** begin DATA EXCERPTS **

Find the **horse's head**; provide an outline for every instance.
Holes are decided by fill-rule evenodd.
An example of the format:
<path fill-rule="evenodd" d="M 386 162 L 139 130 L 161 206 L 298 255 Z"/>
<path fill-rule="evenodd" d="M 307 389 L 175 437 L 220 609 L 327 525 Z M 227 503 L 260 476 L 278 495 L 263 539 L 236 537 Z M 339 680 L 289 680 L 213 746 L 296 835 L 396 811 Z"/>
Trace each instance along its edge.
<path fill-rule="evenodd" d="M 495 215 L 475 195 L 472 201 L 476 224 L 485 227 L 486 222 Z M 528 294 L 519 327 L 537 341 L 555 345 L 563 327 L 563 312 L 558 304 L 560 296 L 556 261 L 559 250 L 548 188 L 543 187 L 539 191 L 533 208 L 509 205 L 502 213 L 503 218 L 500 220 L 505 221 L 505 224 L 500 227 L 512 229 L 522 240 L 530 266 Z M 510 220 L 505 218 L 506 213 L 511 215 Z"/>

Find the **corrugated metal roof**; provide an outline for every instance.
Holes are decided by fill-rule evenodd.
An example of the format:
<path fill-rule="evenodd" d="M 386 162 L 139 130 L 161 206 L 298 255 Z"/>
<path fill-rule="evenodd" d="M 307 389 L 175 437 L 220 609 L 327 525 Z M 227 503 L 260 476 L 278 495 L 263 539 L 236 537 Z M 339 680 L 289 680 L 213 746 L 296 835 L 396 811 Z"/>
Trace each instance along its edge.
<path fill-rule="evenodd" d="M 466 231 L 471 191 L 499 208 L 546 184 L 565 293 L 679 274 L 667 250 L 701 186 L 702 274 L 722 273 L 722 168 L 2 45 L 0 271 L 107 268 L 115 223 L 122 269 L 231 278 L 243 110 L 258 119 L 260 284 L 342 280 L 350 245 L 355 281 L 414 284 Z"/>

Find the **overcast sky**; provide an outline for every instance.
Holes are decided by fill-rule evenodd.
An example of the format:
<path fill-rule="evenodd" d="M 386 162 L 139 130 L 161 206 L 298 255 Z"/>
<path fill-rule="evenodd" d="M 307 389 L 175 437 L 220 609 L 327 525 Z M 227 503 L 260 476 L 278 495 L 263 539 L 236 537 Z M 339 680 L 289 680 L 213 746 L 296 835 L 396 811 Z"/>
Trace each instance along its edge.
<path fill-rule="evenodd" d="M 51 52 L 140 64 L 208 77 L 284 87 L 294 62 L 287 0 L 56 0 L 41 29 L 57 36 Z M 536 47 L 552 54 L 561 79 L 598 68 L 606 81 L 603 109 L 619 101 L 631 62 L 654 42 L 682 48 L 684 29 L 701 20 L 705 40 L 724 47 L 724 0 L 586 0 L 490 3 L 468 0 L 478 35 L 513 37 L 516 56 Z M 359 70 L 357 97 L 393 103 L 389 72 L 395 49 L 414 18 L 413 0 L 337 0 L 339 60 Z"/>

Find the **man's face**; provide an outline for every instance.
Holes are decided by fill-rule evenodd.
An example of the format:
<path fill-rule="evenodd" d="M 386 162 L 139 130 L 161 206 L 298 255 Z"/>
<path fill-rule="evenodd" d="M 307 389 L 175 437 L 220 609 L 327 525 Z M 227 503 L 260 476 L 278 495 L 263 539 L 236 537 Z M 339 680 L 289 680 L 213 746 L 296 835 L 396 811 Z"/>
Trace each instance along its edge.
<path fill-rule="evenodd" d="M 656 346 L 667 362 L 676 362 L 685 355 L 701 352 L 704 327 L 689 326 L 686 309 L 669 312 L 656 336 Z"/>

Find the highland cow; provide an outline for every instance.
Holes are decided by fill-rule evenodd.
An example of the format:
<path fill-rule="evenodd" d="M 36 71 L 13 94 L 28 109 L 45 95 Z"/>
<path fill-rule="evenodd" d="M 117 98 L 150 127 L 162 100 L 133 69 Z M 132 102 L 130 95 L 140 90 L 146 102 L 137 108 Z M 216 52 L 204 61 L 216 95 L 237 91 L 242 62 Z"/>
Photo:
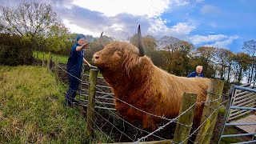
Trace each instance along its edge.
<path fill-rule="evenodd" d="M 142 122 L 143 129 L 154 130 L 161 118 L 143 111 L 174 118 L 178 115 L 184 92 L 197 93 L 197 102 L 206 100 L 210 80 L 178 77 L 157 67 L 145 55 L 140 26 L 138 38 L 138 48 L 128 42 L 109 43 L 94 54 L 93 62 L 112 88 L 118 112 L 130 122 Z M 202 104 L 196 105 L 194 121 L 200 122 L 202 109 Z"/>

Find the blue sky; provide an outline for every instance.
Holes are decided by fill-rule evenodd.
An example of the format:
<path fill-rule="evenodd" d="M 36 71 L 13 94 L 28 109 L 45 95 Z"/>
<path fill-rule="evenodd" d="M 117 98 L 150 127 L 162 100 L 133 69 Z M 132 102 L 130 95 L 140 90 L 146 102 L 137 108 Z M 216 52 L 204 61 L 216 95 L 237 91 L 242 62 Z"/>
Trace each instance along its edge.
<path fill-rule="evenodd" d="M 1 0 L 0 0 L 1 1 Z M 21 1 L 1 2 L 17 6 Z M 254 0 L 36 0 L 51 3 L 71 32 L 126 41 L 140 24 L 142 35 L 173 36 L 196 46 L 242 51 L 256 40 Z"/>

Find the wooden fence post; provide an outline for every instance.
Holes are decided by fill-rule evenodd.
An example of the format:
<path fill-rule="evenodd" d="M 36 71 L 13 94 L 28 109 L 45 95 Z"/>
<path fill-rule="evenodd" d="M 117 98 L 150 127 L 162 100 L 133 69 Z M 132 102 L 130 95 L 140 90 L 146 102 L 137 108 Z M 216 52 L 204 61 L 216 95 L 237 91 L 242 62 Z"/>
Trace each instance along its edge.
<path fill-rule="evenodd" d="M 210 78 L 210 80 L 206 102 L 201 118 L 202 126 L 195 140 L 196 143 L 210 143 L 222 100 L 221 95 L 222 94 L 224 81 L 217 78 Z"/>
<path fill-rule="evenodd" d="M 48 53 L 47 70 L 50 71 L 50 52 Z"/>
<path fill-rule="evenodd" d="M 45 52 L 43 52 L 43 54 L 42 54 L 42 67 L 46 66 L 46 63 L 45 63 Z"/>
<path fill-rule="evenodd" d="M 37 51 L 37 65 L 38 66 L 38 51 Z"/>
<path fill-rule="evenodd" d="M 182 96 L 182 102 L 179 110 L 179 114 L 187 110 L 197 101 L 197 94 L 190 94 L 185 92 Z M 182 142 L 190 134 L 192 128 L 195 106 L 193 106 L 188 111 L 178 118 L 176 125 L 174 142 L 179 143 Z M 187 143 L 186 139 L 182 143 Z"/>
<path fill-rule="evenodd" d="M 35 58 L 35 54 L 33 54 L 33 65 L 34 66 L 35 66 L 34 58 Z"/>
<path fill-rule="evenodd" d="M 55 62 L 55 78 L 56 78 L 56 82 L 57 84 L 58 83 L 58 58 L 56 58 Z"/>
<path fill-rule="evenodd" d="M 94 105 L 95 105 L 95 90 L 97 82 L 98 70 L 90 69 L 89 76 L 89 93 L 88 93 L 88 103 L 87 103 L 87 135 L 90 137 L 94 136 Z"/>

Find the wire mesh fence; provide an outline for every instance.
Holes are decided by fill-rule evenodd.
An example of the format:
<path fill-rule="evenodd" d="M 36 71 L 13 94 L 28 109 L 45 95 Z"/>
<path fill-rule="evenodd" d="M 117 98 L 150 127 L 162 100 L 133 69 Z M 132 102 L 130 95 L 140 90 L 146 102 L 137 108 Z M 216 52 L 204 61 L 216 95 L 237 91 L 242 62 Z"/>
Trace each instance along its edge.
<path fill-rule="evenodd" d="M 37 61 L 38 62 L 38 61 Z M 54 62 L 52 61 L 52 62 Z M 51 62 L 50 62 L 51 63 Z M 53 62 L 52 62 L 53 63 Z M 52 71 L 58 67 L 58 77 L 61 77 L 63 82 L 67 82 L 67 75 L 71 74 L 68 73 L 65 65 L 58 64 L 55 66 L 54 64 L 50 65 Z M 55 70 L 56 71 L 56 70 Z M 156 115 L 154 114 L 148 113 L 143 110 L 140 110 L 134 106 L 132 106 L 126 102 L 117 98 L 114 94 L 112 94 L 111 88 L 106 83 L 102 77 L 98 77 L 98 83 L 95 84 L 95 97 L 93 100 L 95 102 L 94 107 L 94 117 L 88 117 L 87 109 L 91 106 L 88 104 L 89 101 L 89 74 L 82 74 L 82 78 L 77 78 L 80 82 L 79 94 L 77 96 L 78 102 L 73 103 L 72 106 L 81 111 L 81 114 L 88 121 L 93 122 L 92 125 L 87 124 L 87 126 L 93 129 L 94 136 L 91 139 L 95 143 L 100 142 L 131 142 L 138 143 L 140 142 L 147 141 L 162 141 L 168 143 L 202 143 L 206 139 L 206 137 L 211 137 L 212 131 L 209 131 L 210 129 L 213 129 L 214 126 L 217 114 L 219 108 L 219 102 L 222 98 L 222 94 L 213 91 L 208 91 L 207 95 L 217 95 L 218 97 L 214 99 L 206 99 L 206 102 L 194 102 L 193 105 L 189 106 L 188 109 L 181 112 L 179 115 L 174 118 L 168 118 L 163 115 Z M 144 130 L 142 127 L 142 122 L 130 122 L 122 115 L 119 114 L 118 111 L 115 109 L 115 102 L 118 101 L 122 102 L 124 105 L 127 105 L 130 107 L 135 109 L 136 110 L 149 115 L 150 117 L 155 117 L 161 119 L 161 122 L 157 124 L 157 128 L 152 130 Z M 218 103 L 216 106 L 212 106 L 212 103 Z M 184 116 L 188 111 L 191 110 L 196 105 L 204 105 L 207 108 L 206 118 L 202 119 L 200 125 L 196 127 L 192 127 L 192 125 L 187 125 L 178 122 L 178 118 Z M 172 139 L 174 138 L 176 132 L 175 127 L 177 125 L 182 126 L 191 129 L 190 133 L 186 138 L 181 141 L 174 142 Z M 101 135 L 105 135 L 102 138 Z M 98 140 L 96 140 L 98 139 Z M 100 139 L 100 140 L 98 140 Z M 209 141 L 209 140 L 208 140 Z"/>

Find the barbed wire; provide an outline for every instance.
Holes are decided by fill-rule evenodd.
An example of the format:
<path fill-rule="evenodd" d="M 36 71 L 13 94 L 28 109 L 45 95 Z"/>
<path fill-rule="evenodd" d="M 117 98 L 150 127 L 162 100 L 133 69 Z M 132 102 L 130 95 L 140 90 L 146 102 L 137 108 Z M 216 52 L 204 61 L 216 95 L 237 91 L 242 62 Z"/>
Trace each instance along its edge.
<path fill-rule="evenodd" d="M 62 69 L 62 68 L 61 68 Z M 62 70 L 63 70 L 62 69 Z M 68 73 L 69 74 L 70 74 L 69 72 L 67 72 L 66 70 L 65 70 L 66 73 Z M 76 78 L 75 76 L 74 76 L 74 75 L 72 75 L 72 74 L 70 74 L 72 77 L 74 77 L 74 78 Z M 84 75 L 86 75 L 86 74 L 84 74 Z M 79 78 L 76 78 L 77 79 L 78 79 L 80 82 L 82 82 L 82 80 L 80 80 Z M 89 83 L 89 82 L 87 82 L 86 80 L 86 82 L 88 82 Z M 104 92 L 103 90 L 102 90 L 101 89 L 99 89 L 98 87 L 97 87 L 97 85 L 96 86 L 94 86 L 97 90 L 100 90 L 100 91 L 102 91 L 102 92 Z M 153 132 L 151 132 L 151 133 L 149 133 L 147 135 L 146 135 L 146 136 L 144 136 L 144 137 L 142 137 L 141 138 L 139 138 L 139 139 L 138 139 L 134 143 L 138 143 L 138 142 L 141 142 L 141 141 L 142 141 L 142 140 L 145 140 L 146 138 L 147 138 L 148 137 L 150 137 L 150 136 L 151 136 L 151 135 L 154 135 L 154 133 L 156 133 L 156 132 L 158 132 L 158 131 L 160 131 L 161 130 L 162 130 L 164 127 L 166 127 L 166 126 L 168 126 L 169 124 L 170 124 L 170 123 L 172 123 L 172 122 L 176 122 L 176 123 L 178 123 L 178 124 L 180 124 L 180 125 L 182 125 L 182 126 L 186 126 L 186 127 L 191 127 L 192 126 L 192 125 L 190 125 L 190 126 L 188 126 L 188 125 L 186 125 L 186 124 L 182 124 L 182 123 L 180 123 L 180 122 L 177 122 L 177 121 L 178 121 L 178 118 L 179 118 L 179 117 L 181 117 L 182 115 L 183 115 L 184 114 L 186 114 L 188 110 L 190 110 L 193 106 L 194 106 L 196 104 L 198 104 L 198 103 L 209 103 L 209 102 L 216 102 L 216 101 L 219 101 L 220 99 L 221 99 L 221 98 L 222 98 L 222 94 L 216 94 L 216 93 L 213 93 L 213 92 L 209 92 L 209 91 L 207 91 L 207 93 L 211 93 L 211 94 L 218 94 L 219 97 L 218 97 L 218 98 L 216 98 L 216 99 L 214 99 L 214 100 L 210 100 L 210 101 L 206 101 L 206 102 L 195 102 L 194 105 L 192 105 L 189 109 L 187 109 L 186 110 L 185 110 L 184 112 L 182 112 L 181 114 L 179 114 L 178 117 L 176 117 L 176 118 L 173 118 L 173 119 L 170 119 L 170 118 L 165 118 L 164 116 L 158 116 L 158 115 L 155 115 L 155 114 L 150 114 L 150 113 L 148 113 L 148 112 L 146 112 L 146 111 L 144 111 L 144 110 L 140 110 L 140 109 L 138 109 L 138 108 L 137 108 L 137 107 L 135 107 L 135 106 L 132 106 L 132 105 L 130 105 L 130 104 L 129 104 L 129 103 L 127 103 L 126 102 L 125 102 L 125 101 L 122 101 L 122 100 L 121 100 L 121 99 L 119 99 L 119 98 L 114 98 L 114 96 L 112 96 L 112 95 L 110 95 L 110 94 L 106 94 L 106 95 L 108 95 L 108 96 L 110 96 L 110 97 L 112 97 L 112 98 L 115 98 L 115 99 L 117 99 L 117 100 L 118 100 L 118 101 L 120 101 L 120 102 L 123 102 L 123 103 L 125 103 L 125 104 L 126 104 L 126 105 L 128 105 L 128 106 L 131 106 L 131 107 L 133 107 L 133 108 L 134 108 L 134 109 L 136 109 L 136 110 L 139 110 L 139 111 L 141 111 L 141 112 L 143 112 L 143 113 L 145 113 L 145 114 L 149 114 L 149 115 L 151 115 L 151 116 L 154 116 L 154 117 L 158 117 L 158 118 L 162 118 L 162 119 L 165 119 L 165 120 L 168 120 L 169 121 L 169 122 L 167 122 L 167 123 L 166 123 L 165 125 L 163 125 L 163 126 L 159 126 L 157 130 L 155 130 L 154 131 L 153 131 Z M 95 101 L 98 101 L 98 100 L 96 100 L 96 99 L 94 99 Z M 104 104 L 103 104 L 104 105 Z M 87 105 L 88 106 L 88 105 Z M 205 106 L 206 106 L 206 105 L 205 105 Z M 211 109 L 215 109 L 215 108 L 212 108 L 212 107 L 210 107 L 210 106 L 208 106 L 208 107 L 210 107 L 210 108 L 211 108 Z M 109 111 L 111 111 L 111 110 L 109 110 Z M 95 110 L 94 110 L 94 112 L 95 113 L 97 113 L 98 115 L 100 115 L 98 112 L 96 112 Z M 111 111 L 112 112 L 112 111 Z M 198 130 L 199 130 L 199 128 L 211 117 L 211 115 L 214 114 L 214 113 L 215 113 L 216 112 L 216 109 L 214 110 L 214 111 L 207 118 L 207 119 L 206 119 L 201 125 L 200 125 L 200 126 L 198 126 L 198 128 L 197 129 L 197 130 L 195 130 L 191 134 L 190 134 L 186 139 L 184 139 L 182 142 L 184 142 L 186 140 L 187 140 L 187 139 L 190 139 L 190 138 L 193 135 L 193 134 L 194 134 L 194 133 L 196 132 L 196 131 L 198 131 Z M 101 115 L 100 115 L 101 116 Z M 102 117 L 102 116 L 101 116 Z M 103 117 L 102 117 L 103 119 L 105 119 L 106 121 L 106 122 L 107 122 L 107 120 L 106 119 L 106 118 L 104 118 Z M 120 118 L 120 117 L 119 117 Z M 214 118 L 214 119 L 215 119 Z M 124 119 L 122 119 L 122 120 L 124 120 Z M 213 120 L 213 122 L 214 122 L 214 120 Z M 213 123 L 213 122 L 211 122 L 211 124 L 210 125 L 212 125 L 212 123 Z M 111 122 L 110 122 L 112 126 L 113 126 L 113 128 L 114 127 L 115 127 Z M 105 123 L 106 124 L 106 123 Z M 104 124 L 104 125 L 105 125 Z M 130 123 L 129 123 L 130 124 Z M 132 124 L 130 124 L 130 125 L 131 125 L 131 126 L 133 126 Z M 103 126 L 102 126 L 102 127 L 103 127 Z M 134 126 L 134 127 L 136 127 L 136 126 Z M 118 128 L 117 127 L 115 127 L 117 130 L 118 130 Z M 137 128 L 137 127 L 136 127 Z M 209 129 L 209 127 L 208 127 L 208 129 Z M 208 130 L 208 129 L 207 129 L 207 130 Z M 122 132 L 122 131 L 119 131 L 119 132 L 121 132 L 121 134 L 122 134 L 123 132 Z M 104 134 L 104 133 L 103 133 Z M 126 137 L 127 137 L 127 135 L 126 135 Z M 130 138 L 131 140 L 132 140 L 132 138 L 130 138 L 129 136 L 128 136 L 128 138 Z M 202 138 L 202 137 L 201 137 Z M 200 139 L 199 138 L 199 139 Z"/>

** end DATA EXCERPTS **

Lay out the items in the stretch that starts with the line containing "Find the **corrugated" and ends with the line containing "51 52 L 140", both included, as a two-column CSV with the headers text and answer. Each item gets one row, each field is quoted, and line breaks within a field become spaces.

→ EXPECTED ANSWER:
text,answer
"Find the **corrugated metal roof**; provide an outline for every instance. Holes are decided by fill-rule evenodd. An example of the format: <path fill-rule=""evenodd"" d=""M 386 162 L 139 130 L 161 206 L 298 255 Z""/> <path fill-rule=""evenodd"" d=""M 307 389 L 175 437 L 220 609 L 327 525 Z M 227 503 L 260 476 L 278 495 L 263 539 L 236 537 Z M 339 680 L 289 680 L 213 746 L 296 835 L 396 811 Z""/> Trace each instance along its edge.","<path fill-rule=""evenodd"" d=""M 466 231 L 471 191 L 499 208 L 546 184 L 565 293 L 679 274 L 667 250 L 701 186 L 702 274 L 722 273 L 722 168 L 2 45 L 0 271 L 107 268 L 115 223 L 122 269 L 231 278 L 243 110 L 258 119 L 260 284 L 342 280 L 350 245 L 355 281 L 414 284 Z""/>"
"Find the **overcast sky**; provide an outline for every instance. Holes are decided by fill-rule evenodd. An example of the format: <path fill-rule=""evenodd"" d=""M 386 162 L 139 130 L 161 206 L 298 255 Z""/> <path fill-rule=""evenodd"" d=""M 307 389 L 175 437 L 220 609 L 327 525 Z M 227 503 L 260 476 L 278 495 L 263 539 L 236 537 Z M 339 680 L 289 680 L 213 746 L 296 835 L 396 811 Z""/> Trace each instance along its edge.","<path fill-rule=""evenodd"" d=""M 51 52 L 140 64 L 208 77 L 284 87 L 294 62 L 287 0 L 56 0 L 41 29 L 57 36 Z M 536 47 L 552 54 L 561 79 L 598 68 L 606 81 L 603 109 L 619 101 L 631 62 L 654 42 L 682 48 L 684 29 L 701 20 L 705 40 L 724 47 L 724 0 L 586 0 L 490 3 L 468 0 L 478 35 L 513 37 L 516 56 Z M 359 70 L 357 97 L 393 103 L 389 72 L 395 49 L 414 18 L 413 0 L 337 0 L 339 60 Z""/>"